▶ _Texte à lire_
C’est une façon d’offrir les services à la population par anticipation là où on se trompe c’est par rapport au coût du service qui n’a aucune rapport avec le prix. La facturation est décidée par l’Etat. Si c’est l’Etat qui investit dans les grands projets ou les commodités d’usage, tout sera subventionné et le contribuable en paie le prix.
Il y a des projets où une prestation rendue par des privés est moins chère que celles rendues par l’Etat. Les Coréens ont construit une centrale dans un pays de la région dans le cadre du partenariat public-privé. La centrale de 500 mégawatts a réussi à produire l’électricité à 4 centimes le KW. Les entreprises de l’Etat équivalentes à notre STEG produisaient le KW à 8 et à 9 centimes. Comment les Coréens ont réussi à comprimer les coûts? Parce qu’ils ont ramené une excellente technologie. Ils ont de très bons gestionnaires, une excellente maintenance, et de ce fait ils ont réussi à avoir une très bonne productivité et à moindre coût. Donc l’Etat, qui achetait de l’électricité aux entreprises publiques à 8 centimes, pouvait l’avoir dans le cadre du partenariat public/privé à 4 centimes. Au bout de 20 ans, cette usine ou cette station de génération devient la propriété de l’Etat.
Que veut le peuple? Non seulement, nous sommes financés, parce que nous n’avons pas d’argent, ils nous transmettent la meilleure technologie et la meilleure gestion. Evidemment, il faut les rembourser, et les payer, mais à des prix moindres que s’il s’agissait d’une entreprise publique. Parce qu’elle subit plus de contraintes. On lui impose d’être en sureffectifs, donc le coût est forcément plus élevé au vu de la masse salariale.
Soyons clair, le PPP est bon pour les citoyens, et il est bon pour l’économie, donc faisons-le, tout le reste n’est que de la démagogie. Ce n’est pas de la privatisation sauvage, disons-le clairement, elle plaide plutôt pour une meilleure qualité de vie aux citoyens.

▶ _Objectif de l'exercice_
Recopiez le passage de l'extrait sur le partenariat public-privé compris entre « C’est une façon » et « paie le prix. », ces deux segments inclus.

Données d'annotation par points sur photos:
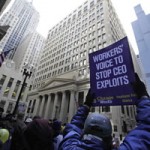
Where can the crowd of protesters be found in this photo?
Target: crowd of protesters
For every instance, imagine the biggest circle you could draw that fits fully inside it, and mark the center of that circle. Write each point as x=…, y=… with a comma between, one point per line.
x=86, y=131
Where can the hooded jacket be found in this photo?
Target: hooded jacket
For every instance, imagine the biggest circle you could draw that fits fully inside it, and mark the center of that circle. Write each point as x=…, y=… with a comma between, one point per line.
x=73, y=134
x=137, y=139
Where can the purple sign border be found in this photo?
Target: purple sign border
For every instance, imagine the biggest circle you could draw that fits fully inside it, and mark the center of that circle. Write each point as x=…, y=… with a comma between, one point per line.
x=111, y=96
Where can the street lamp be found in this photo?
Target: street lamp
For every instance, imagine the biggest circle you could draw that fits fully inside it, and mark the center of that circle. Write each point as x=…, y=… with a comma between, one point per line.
x=26, y=73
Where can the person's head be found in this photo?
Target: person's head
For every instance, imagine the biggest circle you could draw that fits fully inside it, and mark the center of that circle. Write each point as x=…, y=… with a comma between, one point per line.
x=20, y=116
x=98, y=125
x=56, y=125
x=4, y=135
x=38, y=135
x=28, y=120
x=1, y=111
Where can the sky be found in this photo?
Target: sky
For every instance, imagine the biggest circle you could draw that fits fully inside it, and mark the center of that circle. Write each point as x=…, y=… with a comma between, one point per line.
x=53, y=11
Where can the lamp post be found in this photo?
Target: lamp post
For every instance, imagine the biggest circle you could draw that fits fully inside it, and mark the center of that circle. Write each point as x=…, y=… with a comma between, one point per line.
x=27, y=74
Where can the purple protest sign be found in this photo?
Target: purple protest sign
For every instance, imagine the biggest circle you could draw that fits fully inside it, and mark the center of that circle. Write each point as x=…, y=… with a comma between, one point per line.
x=111, y=75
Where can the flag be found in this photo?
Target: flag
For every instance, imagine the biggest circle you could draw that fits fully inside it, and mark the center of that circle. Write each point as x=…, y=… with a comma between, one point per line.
x=3, y=56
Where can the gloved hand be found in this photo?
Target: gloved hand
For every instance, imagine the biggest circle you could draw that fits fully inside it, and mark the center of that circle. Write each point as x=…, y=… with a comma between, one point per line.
x=89, y=98
x=139, y=87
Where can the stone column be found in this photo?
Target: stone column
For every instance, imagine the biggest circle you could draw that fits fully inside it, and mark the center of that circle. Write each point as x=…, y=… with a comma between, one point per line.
x=41, y=106
x=35, y=112
x=62, y=106
x=48, y=107
x=85, y=93
x=55, y=105
x=71, y=106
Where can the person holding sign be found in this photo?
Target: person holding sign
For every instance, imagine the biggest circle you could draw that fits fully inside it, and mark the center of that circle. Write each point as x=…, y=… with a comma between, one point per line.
x=93, y=131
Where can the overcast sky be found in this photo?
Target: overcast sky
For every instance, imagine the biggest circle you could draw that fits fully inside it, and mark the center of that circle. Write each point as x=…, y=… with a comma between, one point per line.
x=53, y=11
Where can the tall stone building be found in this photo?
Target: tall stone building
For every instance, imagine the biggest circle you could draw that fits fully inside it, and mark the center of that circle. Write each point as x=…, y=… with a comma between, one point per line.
x=62, y=78
x=22, y=19
x=141, y=28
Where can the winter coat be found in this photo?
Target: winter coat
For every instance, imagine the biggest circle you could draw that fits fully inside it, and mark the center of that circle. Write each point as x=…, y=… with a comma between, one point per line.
x=73, y=134
x=139, y=138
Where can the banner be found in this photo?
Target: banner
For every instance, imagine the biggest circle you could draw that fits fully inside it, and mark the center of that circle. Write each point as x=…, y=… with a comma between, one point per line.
x=111, y=75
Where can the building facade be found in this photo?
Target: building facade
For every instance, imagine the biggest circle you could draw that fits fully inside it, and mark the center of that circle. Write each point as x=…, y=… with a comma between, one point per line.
x=10, y=85
x=29, y=51
x=62, y=79
x=23, y=19
x=141, y=28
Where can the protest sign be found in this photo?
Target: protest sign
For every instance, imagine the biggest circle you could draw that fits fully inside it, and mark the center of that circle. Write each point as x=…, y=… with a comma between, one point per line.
x=111, y=75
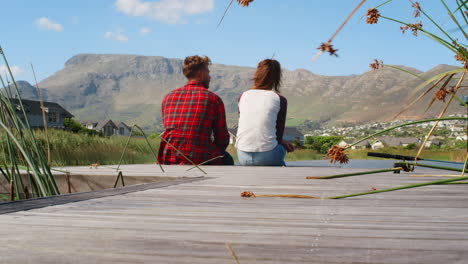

▶ _Réponse complète_
C’est une façon d’offrir les services à la population par anticipation là où on se trompe c’est par rapport au coût du service qui n’a aucune rapport avec le prix. La facturation est décidée par l’Etat. Si c’est l’Etat qui investit dans les grands projets ou les commodités d’usage, tout sera subventionné et le contribuable en paie le prix.